(Recorded data)

***

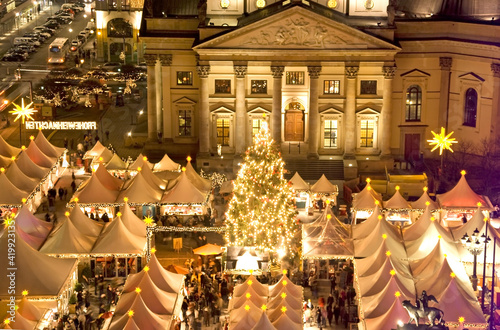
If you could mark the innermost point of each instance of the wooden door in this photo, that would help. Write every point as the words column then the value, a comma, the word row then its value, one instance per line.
column 294, row 126
column 412, row 146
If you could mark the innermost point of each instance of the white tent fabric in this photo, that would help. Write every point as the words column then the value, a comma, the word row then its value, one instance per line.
column 166, row 164
column 461, row 196
column 19, row 179
column 10, row 194
column 7, row 150
column 84, row 224
column 28, row 167
column 38, row 157
column 323, row 186
column 48, row 148
column 184, row 192
column 116, row 164
column 66, row 239
column 41, row 275
column 298, row 184
column 117, row 239
column 397, row 202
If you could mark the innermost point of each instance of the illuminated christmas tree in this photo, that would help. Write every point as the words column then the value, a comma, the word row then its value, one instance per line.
column 261, row 212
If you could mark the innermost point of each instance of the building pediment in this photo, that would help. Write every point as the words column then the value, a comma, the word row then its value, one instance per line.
column 298, row 29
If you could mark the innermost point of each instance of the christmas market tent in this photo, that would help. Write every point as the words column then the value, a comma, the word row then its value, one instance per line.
column 84, row 224
column 96, row 150
column 7, row 150
column 67, row 239
column 116, row 164
column 298, row 184
column 421, row 203
column 184, row 192
column 141, row 161
column 43, row 276
column 132, row 222
column 93, row 191
column 19, row 179
column 166, row 164
column 48, row 148
column 323, row 186
column 10, row 195
column 38, row 157
column 28, row 167
column 117, row 239
column 140, row 191
column 462, row 196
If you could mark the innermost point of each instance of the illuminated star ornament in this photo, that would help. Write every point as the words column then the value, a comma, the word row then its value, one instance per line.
column 442, row 141
column 23, row 112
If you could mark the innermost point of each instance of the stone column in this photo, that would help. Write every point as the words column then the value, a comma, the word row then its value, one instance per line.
column 444, row 95
column 351, row 73
column 314, row 132
column 495, row 107
column 240, row 72
column 166, row 115
column 276, row 114
column 204, row 128
column 151, row 67
column 386, row 117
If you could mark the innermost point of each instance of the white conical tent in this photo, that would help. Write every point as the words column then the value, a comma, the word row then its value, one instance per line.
column 117, row 239
column 28, row 167
column 19, row 179
column 116, row 164
column 166, row 164
column 38, row 157
column 7, row 150
column 184, row 192
column 66, row 239
column 298, row 184
column 140, row 161
column 84, row 224
column 41, row 275
column 48, row 148
column 461, row 195
column 96, row 150
column 323, row 186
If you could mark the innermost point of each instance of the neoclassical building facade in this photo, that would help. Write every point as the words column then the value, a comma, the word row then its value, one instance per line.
column 355, row 80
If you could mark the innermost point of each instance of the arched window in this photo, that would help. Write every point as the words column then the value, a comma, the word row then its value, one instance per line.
column 470, row 109
column 413, row 103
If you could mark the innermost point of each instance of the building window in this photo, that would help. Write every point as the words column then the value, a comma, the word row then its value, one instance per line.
column 331, row 130
column 470, row 111
column 369, row 87
column 223, row 131
column 184, row 78
column 366, row 133
column 331, row 87
column 295, row 78
column 259, row 86
column 413, row 103
column 223, row 86
column 184, row 122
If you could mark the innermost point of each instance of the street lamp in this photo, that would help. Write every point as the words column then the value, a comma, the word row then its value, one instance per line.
column 474, row 246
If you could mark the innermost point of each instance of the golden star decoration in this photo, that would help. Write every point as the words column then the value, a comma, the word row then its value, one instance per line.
column 442, row 141
column 23, row 112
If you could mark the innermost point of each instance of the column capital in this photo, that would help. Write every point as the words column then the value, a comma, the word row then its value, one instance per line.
column 495, row 68
column 150, row 59
column 351, row 72
column 166, row 59
column 277, row 71
column 389, row 71
column 314, row 71
column 203, row 70
column 240, row 71
column 445, row 63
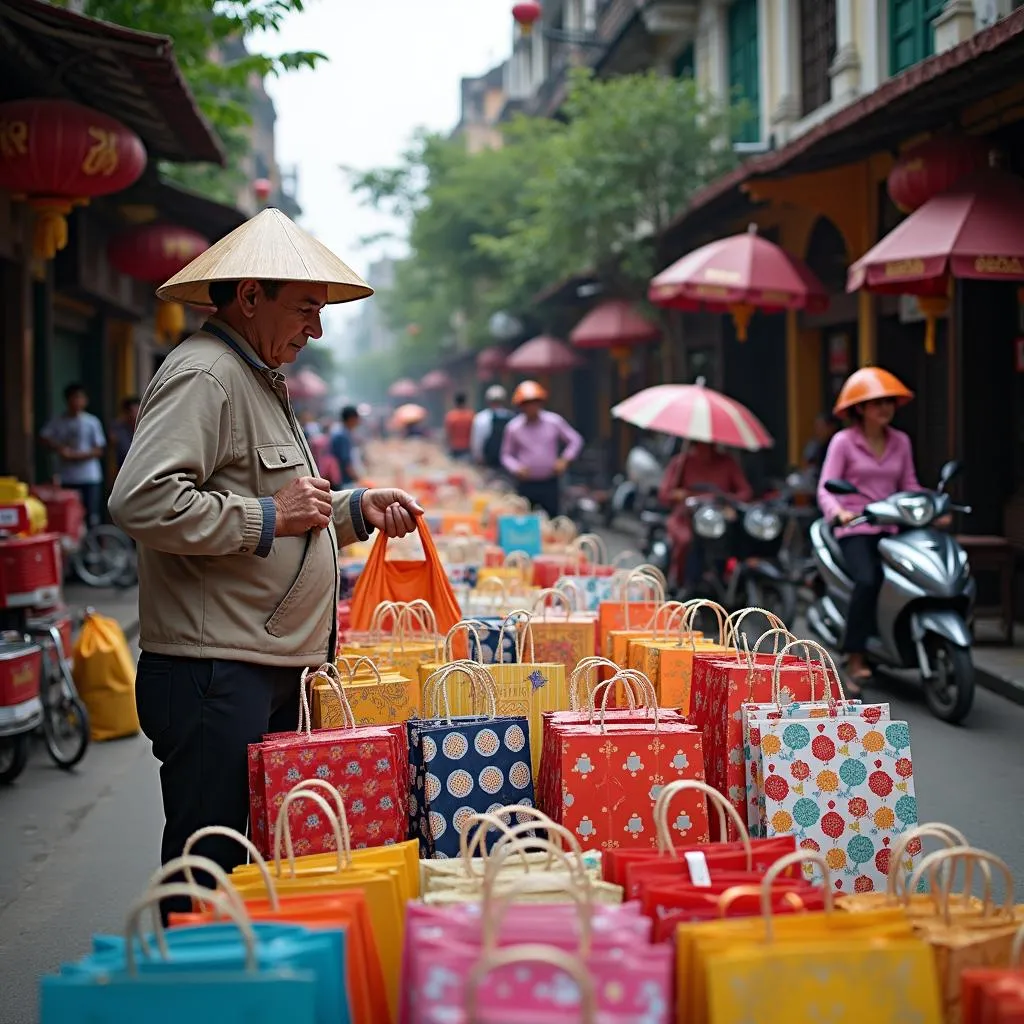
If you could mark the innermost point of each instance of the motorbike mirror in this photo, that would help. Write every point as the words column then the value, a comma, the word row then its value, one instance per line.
column 840, row 487
column 948, row 471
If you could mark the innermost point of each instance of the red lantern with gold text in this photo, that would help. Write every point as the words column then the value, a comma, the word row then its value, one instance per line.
column 932, row 167
column 154, row 253
column 526, row 14
column 57, row 155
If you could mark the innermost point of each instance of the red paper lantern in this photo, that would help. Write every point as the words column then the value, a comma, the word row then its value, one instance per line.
column 57, row 155
column 932, row 167
column 526, row 14
column 155, row 252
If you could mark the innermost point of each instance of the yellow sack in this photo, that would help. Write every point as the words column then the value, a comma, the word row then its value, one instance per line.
column 104, row 675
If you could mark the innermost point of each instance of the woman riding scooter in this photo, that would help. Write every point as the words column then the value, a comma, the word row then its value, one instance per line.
column 878, row 460
column 698, row 463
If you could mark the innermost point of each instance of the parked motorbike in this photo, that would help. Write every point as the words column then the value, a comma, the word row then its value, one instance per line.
column 637, row 489
column 727, row 528
column 926, row 598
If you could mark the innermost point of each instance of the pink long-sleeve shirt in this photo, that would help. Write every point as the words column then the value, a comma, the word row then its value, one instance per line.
column 537, row 446
column 850, row 458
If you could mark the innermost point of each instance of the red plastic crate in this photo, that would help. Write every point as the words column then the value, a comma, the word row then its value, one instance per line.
column 31, row 571
column 65, row 511
column 20, row 671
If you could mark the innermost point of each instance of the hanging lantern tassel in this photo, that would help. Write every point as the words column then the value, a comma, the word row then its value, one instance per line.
column 50, row 230
column 169, row 322
column 933, row 306
column 741, row 313
column 622, row 353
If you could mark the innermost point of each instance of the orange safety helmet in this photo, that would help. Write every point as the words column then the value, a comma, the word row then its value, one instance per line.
column 869, row 384
column 528, row 391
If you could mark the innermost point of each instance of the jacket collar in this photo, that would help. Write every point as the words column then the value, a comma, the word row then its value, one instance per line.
column 233, row 340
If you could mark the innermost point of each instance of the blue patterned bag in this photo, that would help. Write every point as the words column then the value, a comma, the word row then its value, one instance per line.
column 464, row 765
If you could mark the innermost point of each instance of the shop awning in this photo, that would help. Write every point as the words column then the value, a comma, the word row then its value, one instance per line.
column 132, row 76
column 924, row 97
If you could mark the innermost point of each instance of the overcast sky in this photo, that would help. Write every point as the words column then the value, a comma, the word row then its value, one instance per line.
column 394, row 66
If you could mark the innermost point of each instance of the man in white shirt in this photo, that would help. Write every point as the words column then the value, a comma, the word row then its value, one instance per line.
column 488, row 426
column 77, row 439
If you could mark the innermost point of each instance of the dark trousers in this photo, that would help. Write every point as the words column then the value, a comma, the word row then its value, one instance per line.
column 92, row 499
column 542, row 495
column 201, row 716
column 860, row 553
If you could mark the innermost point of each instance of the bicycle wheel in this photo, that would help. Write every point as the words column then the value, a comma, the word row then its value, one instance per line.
column 103, row 556
column 66, row 721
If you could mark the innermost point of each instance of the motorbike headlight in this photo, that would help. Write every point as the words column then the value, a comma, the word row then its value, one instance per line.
column 709, row 522
column 916, row 509
column 762, row 523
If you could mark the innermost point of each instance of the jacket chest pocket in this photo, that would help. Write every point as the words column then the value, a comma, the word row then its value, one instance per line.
column 280, row 463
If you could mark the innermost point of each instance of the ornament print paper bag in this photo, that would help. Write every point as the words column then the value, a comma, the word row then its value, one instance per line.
column 851, row 797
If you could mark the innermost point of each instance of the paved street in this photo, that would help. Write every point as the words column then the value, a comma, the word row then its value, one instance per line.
column 77, row 848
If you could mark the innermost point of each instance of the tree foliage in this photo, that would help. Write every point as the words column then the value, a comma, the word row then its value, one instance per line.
column 218, row 71
column 487, row 230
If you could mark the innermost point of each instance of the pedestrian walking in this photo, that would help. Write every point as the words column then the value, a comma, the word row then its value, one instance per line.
column 238, row 535
column 458, row 428
column 77, row 439
column 538, row 448
column 124, row 428
column 343, row 446
column 488, row 428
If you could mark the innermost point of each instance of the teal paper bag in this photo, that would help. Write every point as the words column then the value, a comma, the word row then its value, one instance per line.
column 214, row 948
column 231, row 997
column 520, row 532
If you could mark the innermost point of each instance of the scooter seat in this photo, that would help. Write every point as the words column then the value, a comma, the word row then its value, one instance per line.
column 832, row 543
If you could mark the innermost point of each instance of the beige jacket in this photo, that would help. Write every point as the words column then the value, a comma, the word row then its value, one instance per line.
column 216, row 438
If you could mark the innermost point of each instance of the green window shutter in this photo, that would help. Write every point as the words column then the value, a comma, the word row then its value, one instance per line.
column 744, row 66
column 910, row 35
column 685, row 66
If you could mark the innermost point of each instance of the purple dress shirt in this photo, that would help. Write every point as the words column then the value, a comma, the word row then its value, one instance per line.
column 850, row 458
column 537, row 446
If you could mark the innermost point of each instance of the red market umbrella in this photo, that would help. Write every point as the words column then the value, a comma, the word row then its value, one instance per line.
column 305, row 384
column 738, row 274
column 403, row 389
column 406, row 416
column 612, row 325
column 695, row 413
column 436, row 380
column 543, row 354
column 974, row 230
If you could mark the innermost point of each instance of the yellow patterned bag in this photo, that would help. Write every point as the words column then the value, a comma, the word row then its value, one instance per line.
column 847, row 968
column 375, row 696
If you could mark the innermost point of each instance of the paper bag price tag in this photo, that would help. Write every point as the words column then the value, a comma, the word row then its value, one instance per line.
column 699, row 872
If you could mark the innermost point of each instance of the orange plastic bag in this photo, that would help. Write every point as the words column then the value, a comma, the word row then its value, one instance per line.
column 404, row 581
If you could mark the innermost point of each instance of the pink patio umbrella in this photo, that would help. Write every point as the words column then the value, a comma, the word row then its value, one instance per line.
column 694, row 413
column 436, row 380
column 404, row 388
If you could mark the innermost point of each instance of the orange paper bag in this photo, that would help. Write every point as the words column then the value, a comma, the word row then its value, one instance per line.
column 404, row 581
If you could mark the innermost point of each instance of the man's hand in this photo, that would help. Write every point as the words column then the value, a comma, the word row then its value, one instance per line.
column 302, row 505
column 390, row 510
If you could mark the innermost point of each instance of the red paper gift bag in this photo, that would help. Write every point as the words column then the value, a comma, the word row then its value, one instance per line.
column 611, row 773
column 369, row 766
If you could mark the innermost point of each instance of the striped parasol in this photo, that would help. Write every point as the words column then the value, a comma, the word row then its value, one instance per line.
column 695, row 413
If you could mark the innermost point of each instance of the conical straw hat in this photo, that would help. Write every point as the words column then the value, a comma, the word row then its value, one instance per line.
column 268, row 247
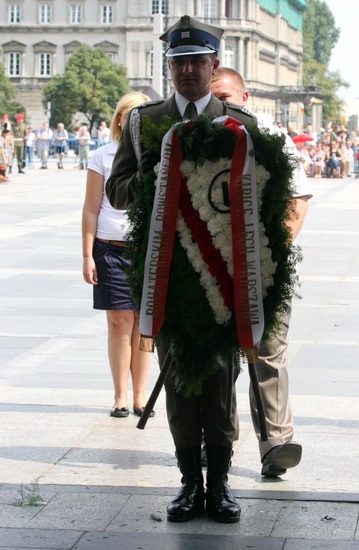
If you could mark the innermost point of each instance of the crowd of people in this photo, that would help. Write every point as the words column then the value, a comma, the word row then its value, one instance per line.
column 21, row 143
column 332, row 153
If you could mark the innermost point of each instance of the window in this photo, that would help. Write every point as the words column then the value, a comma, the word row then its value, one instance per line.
column 210, row 9
column 76, row 13
column 45, row 13
column 45, row 60
column 14, row 14
column 160, row 6
column 14, row 64
column 107, row 15
column 150, row 64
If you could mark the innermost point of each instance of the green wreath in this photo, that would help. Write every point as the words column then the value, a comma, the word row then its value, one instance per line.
column 197, row 343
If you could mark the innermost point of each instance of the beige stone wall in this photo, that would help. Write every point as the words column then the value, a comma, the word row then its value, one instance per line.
column 264, row 48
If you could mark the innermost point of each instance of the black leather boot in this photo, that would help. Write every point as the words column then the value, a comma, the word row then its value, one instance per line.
column 189, row 501
column 220, row 503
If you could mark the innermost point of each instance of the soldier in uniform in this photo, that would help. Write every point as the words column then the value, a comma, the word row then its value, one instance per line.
column 192, row 49
column 19, row 134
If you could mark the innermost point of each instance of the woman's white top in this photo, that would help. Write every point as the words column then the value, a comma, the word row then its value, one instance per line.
column 112, row 224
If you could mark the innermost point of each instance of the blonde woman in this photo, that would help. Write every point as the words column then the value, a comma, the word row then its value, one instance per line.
column 104, row 267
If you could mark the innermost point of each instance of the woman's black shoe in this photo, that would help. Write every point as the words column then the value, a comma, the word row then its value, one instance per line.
column 138, row 412
column 120, row 413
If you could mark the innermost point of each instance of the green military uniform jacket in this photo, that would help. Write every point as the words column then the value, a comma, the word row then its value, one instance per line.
column 121, row 185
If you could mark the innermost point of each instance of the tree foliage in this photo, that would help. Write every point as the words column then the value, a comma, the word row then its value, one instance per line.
column 319, row 32
column 8, row 103
column 91, row 84
column 319, row 39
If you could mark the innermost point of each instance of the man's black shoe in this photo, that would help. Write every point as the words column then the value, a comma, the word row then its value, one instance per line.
column 281, row 457
column 220, row 503
column 188, row 503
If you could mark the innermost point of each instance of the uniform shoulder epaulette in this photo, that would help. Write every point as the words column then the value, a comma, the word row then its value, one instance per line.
column 235, row 107
column 150, row 103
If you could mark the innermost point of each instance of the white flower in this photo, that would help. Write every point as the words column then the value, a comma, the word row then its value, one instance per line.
column 219, row 227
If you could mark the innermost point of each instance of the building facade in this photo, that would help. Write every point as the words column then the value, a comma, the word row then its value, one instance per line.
column 262, row 40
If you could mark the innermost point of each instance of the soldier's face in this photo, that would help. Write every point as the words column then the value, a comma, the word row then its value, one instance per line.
column 226, row 89
column 192, row 74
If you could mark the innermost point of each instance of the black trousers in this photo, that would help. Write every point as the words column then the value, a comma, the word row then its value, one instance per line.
column 207, row 413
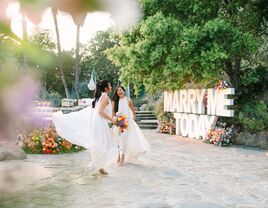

***

[Direction]
Pick out every line of the listing above that contains the string "street" and copy each one. Case counts.

[Reply]
If you could mark the innermost point of each instance of the street lamp in this photo, that would help. Write every point as the words column then the value, a comma, the word row then its value, one instance per line.
If you could mark the innermost point of each instance of the paved street in this photo, that would help. Write every point as the words column then the value, a comma, the word row then its value, one instance per line.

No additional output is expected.